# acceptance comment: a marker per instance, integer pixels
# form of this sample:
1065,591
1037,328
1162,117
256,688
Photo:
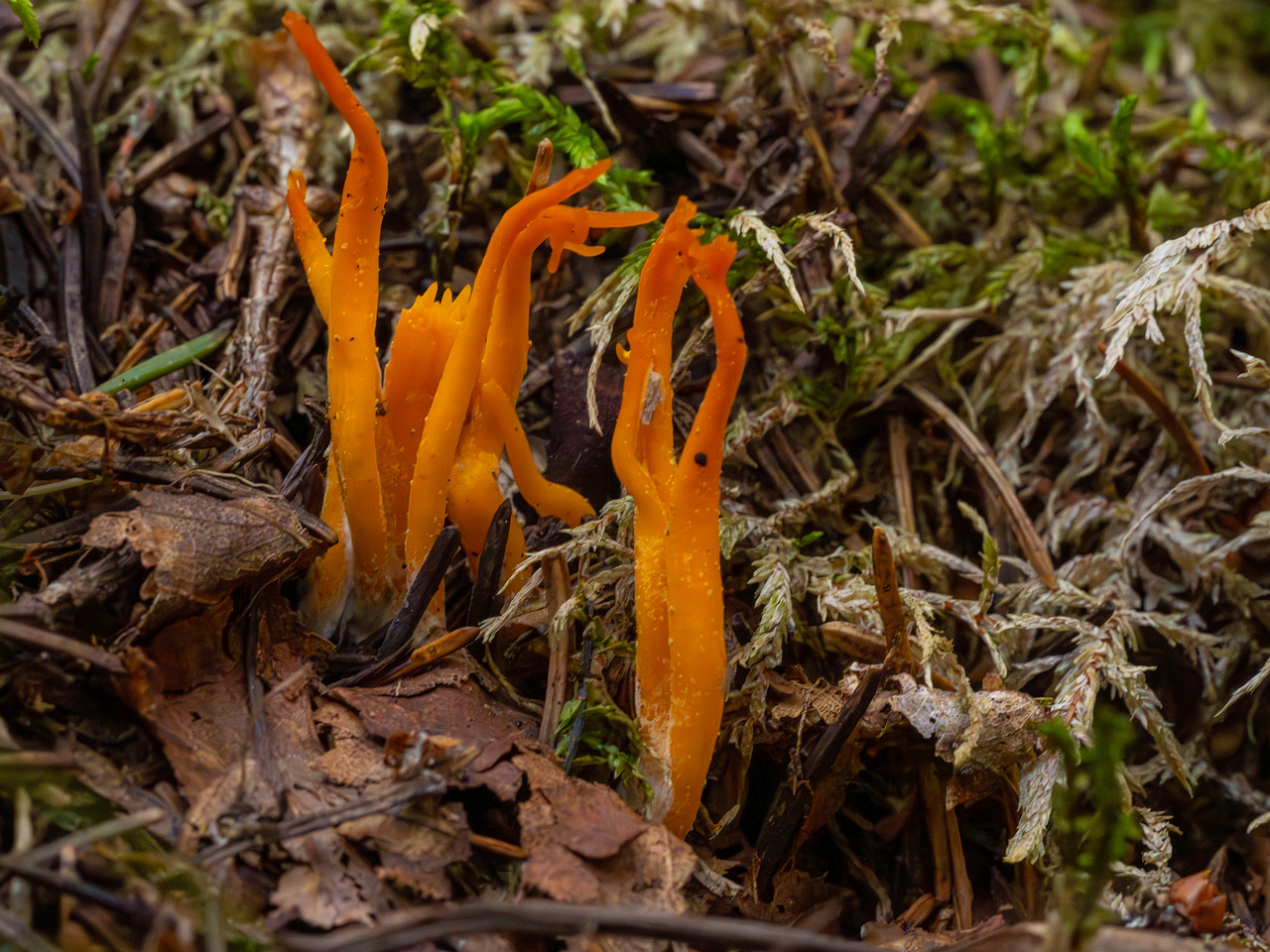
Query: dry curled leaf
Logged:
========
What to do. Your job is to transcribe the entries above exactly; skip the pictures.

Output of the task.
# acceptance comment: a marker per instance, integer pixels
# form of this sample:
1065,591
1037,328
1162,117
256,688
Photo:
Query: dry curled leaf
Logged:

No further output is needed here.